# [EXTRAIT]
──────────────────────────────

Une ressemblance avec la Bosnie mais...
La politique palestinienne de la Turquie rappelle celle qu’Ankara menait dans les années 90 en direction de la Bosnie : sur une question dans laquelle ses intérêts n’étaient pas directement en jeu, elle avait pris une position très active, elle avait pris parti auprès des victimes bosniaques, elle avait marqué bien des points sur la scène internationale et n’avait subi aucune perte. Mais aujourd’hui la situation présente quelques différences :
Changement d’adversaire : bien moins forte qu’elle ne l’est aujourd’hui, la Turquie s’était frottée à la Serbie (et un peu également à la Grèce). Mais elle agissait alors en adéquation avec la politique américaine. Aujourd’hui, elle se mesure à Israël, un Etat soutenu par les Etats-Unis, un Etat doté de l’arme nucléaire et catastrophiquement agressif. La Serbie n’aurait rien pu faire à la Turquie. Elle n’a d’ailleurs rien fait. Par contre, cet assaut contre la flotille est une revanche prise sur la politique de l’AKP (par exemple, le fameux “Van Minüt” lancé par Erdogan au président Peres lors du forum de Davos, en 2009). La politique étrangère n’autorise pas les coups de sang. On ne peut pas chanter le célèbre refrain : “Je n’y peux rien ; je suis un type nerveux” ; il faut prendre le temps de la réflexion.

──────────────────────────────

# [TÂCHES ET EXERCICES]
1/ Comptez les lignes contenant la chaîne « grassy » et indiquez seulement ce nombre.
2/ Poursuivez, s'il vous plaît, l'extrait sur la politique palestinienne de la Turquie après sa dernière phrase.
L'extrait et les lignes n'ont pas la même origine.

(Entrées de pointage et d'étiquetage)
──────────────────────────────

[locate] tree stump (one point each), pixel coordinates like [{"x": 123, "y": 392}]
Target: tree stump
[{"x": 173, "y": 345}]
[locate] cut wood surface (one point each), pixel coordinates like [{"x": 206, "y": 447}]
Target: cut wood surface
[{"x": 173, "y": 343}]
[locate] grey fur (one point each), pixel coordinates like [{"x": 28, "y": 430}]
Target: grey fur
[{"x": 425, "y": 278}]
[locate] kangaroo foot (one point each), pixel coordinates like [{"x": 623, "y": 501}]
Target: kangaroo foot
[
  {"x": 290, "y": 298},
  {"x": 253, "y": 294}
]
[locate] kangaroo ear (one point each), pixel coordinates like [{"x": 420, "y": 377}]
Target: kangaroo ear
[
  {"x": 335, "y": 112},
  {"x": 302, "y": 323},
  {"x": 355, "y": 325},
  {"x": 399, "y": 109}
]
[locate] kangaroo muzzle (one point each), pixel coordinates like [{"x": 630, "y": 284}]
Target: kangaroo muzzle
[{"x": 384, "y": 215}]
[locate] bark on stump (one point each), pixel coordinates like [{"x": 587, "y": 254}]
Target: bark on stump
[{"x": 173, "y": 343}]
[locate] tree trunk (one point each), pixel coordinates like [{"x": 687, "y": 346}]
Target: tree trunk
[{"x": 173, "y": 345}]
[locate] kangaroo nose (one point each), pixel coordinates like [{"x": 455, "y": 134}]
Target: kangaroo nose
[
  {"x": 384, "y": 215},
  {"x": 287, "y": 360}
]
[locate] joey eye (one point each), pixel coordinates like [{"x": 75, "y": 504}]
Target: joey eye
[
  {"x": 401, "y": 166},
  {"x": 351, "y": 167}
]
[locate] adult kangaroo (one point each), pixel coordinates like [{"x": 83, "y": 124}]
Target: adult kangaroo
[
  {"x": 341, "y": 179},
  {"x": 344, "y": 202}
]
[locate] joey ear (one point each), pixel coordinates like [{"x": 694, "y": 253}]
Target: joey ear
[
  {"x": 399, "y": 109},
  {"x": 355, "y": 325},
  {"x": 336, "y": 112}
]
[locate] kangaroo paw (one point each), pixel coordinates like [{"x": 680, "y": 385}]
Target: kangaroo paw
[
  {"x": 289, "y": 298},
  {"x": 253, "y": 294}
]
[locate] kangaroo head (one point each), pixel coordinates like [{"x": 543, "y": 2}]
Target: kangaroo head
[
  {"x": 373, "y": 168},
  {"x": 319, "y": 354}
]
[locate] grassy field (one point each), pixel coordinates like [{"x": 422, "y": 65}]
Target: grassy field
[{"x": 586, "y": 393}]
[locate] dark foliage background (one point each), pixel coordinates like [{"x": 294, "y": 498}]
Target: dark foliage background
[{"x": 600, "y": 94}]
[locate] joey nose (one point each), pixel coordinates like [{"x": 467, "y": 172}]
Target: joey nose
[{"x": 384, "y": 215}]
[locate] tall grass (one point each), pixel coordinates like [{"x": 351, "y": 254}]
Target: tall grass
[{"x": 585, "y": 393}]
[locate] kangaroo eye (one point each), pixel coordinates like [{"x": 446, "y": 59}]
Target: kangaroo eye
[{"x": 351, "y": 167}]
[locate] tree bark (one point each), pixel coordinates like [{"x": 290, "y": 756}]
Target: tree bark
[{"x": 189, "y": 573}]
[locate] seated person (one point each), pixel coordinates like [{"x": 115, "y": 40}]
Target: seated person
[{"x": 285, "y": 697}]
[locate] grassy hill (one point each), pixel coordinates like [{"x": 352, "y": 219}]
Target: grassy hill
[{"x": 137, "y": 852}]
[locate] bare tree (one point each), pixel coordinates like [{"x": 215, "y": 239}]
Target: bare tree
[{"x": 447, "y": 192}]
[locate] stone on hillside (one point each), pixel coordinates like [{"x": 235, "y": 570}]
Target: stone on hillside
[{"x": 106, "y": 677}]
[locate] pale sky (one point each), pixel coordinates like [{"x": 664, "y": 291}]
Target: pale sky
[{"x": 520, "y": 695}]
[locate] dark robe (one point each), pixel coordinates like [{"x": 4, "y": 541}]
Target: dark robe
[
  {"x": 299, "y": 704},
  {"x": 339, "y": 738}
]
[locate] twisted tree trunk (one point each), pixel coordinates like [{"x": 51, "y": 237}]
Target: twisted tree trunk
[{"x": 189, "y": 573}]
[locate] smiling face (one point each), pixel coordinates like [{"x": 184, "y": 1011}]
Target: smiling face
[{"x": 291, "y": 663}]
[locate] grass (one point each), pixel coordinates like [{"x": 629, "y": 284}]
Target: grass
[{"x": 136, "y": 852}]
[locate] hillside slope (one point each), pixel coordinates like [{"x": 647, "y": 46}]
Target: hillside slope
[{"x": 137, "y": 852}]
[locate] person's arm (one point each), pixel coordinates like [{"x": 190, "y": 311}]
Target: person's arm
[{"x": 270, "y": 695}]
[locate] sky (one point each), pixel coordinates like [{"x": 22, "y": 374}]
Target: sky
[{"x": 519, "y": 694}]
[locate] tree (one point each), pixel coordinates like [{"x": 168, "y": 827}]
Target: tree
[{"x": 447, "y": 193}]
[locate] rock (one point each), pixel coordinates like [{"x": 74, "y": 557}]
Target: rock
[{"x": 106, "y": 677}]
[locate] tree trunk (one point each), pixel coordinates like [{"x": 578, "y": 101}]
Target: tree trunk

──────────────────────────────

# [RÉPONSES]
1/ 4

2/
Changement de dimension : la politique étrangère de la Turquie suit une tendance à déborder les limites de ce que peut être la diplomatie d’une puissance stratégique de rang moyen. Ce genre d’Etat peut être très actif à une échelle régionale mais ne peut pas se mesurer ou concurrencer des acteurs “universels”. Tant qu’il s’agit d’Israël, cela passe encore ; mais s’il s’agit de se mesurer au “favori de Washington”, l’affaire prend une tournure “universelle”. Un poids moyen se mesure à un poids moyen, un point c’est tout.
Changement de contexte international : c’est là une différence multidimensionnelle.
a- Durant les années 90, Clinton était au pouvoir : il accordait beaucoup d’importance à la volonté de la communauté internationale (ainsi qu’à la Turquie). Maintenant c’est Obama, pour qui la Turquie importe certes, mais qui, lui-même, est encore faible. İl n’a pas encore pu se débarasser des “néo-cons” hérités de la période Bush. L’administration “Obama-con” peut par exemple se permettre de faire semblant de ne pas voir la lettre de soutien de deux pages et demi envoyée par le Président à la Turquie et au Brésil. Elle peut se permettre de dire qu’une “seule lettre ou un seul entretien ne peut pas résumer tous les entretiens ou exprimer une vision médiane.”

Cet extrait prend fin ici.